Nous avons démarré il y a quelques années le traitement du pied bot varus équin congénital par la technique de Ponseti, dont le principe est de corriger la déformation par des plâtres successifs, réalisés selon un protocole rigoureux ; le très gros avantage de cette méthode est d’amener l’enfant à l’âge de la marche avec un pied pratiquement totalement corrigé, et idéalement l’opération se limite à un simple allongement du tendon d’Achille, opération beaucoup moins lourde et compliquée que l’opération faite sur un pied bot non traité.
La mise en route de ce protocole au CRHAM a été un peu laborieuse, mais à l’occasion de cette mission nous avons eu la joie d’apprécier son efficacité ; tous les enfants opérés d’un pied bot l’ont été après une prise en charge précoce selon Ponseti, ce qui a permis d’opérer des déformations modérées et surtout souples, et les suites opératoires ont toutes été particulièrement simples. Ceci est à mettre à l’actif du travail réalisé au CRHAM par Timoléon, le kinésithérapeute.
Les toutes premières feuilles d’Artémisia annua au CRHAM !
Peut-être que bientôt la production locale remplacera les gélules que nous distribuons aux enfants pour prévenir le paludisme au moment de l’opération !
Enfin, il faut signaler que la culture de l’Artémisia annua a commencé au CRHAM... C’est pour l’instant un embryon de culture, comme on peut le voir sur la photographie, mais nous comptons bien en voir le développement lors des prochaines missions...


Chez Barthélémy, l’Artemisia annua pousse superbement !
Et Barthélémy, notre anesthésiste, a lui aussi commencé la culture de l’Artémisia annua avec succès, et il est nettement plus avancé !



Ange Rébecca et sa très jeune maman.
A l’occasion de cette mission, nous avons également fait connaissance avec Ange Rébecca, âgée de deux mois, qui nous a été amenée par sa maman pour de graves malformations des deux mains et des deux membres inférieurs.

Aux membres supérieurs les deux mains présentent une malformation dénommée « pince de homard » ; il n’y a que deux doigts et l’espace entre les métacarpiens correspondants n’est pas soudé comme normalement. De ce fait l’aspect évoque une pince de homard avec ses deux extrémités.
Malgré cet aspect très anormal, il existe une motricité active des deux doigts et on peut espérer plus tard une bonne autonomie pour la vie quotidienne. Au plan thérapeutique, il n’y a donc à priori pas d’indication particulière, et notamment pas d’indication chirurgicale ; on prévoit pour l’instant une simple surveillance.

Au niveau des membres inférieurs, les hanches et les fémurs paraissent normaux, mais il existe une aplasie tibiale bilatérale, avec une absence des deux tiers inférieurs du tibia et un pied basculé en dedans (en varus) de façon totalement irréductible. Les deux pieds sont très malformés, réduits à un seul rayon (un seul métatarsien et un seul orteil) et, compte tenu de ces malformations, l’acquisition d’une marche avec appui du pied au sol est parfaitement illusoire.

Tâche à réaliser:
Modifiez le passage fourni en commençant à « Peut-être que bientôt » et en finissant à « de l’opération ! », et remplacez « les gélules » par « les comprimés ». Les lignes qui suivent proviennent d'une autre source.

Données brutes:

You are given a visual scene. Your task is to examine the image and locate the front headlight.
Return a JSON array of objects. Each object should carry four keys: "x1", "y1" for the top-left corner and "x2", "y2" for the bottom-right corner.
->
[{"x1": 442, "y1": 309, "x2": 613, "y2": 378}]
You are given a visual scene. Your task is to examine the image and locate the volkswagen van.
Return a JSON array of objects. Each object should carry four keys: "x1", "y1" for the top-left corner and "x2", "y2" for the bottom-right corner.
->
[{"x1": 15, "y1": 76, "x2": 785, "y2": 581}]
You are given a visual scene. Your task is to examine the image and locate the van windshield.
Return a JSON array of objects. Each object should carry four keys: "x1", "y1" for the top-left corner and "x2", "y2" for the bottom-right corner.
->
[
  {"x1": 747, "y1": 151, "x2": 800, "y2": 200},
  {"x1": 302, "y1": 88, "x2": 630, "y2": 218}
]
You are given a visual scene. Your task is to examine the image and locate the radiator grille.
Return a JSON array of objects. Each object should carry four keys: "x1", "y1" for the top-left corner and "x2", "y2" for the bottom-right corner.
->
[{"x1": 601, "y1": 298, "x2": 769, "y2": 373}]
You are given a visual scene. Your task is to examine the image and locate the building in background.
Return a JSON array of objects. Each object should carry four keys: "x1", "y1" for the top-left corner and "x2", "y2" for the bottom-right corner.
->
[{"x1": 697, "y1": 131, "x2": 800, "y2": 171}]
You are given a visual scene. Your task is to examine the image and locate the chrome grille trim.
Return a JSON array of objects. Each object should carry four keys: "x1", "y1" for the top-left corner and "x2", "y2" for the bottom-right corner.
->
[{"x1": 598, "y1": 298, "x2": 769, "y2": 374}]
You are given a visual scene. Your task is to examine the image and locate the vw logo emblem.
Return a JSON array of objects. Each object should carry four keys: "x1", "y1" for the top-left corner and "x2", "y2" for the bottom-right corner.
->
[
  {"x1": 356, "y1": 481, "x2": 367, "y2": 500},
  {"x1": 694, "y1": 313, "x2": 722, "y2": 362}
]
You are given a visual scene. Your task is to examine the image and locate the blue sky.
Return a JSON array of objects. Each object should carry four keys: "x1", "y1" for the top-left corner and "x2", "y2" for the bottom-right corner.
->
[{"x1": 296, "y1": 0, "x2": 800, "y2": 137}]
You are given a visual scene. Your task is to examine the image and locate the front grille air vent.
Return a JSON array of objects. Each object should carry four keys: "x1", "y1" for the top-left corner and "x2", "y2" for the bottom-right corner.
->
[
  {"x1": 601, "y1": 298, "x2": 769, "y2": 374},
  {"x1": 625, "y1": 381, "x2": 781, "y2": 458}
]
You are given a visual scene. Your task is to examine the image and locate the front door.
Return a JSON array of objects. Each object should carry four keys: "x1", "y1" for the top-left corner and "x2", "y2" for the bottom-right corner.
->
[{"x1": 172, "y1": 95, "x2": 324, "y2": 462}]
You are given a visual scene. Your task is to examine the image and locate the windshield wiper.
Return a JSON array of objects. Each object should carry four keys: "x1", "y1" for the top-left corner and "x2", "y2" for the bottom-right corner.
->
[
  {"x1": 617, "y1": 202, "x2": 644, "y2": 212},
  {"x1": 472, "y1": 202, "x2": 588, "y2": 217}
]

Réponse:
Peut-être que bientôt la production locale remplacera les comprimés que nous distribuons aux enfants pour prévenir le paludisme au moment de l’opération !